[Travail demandé]
1. Combien de spectacles le festival « Mettre en scène » propose-t-il d'après le bloc de texte ?
2. D'après le bloc de texte, pourquoi la personne qui écrit pensait-elle que le théâtre n'était pas trop pour elle ? Répondez en une à trois phrases.
3. Veuillez relever tous les noms de personnes cités dans le bloc de texte, s'il vous plaît.

[Bloc de texte]
---*---

A Rennes, Charles Mouloud découvre le pays des théâtreuses
Le Théââtre ! Un milieu qui ne m'est pas familier. J'ai bien joué quelques pièces de patronage étant jeune, et admiré les costumes de Donald Cardwell et les décors de Roger Harth sur le petit écran familial. Mais je pensais que ce n'était pas trop pour moi, c'est élitiste, trop cher, sûrement ennuyeux et bourgeois.
Invité par le Théatre national de Bretagne (TNB) à suivre ce mois ci le festival « Mettre en scène », je n'ai pas boudé mon plaisir de me faire une idée sur la scène d'aujourd'hui, et de remiser mes clichés. Quel menu ! Pas moins de 23 spectacles, allant de la danse aux « performances », en passant par des mises en scène d'auteurs et des inventions scéniques, très variées.
Au rayon clichetons, dès le premier soir, au spectacle « Sombreros » de Découflé, j'entends derrière moi une théâtreuse aguerrie , prendre la voix d'Arielle Dombasle pour vanter une performance vue « en Avignon ».

---*---

[Données fournies]
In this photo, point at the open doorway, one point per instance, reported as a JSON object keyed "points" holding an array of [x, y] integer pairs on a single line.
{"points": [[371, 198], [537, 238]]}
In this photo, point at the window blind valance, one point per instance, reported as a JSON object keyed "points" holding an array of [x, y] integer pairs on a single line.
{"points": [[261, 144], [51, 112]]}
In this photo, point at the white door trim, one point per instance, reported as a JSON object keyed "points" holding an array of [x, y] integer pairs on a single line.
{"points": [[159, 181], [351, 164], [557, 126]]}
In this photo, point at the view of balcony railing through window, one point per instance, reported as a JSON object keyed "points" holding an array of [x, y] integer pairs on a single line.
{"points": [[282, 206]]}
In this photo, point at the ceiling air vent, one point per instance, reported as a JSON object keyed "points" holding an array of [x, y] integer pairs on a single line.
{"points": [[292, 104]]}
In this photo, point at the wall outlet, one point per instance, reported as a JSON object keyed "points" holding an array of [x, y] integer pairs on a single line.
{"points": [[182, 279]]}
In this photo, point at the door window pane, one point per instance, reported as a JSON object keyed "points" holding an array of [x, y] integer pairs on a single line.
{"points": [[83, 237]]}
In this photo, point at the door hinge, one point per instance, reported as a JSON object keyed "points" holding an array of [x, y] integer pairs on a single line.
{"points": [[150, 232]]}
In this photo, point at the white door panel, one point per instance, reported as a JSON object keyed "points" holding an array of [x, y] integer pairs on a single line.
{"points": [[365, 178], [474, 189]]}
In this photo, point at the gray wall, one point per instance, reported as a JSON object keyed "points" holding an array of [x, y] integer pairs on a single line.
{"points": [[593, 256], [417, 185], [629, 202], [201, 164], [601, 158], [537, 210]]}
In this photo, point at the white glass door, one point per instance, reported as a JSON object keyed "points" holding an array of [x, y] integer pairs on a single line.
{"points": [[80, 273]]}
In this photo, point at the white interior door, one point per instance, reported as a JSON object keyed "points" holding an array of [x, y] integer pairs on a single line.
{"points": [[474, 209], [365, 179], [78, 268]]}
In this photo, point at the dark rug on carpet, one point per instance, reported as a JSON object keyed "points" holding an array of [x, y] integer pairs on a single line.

---*---

[Réponses par consigne]
1. Pas moins de 23 spectacles.

2. Elle jugeait le théâtre élitiste et trop cher. Elle le croyait aussi sûrement ennuyeux et bourgeois.

3. Charles Mouloud, Donald Cardwell, Roger Harth, Découflé, Arielle Dombasle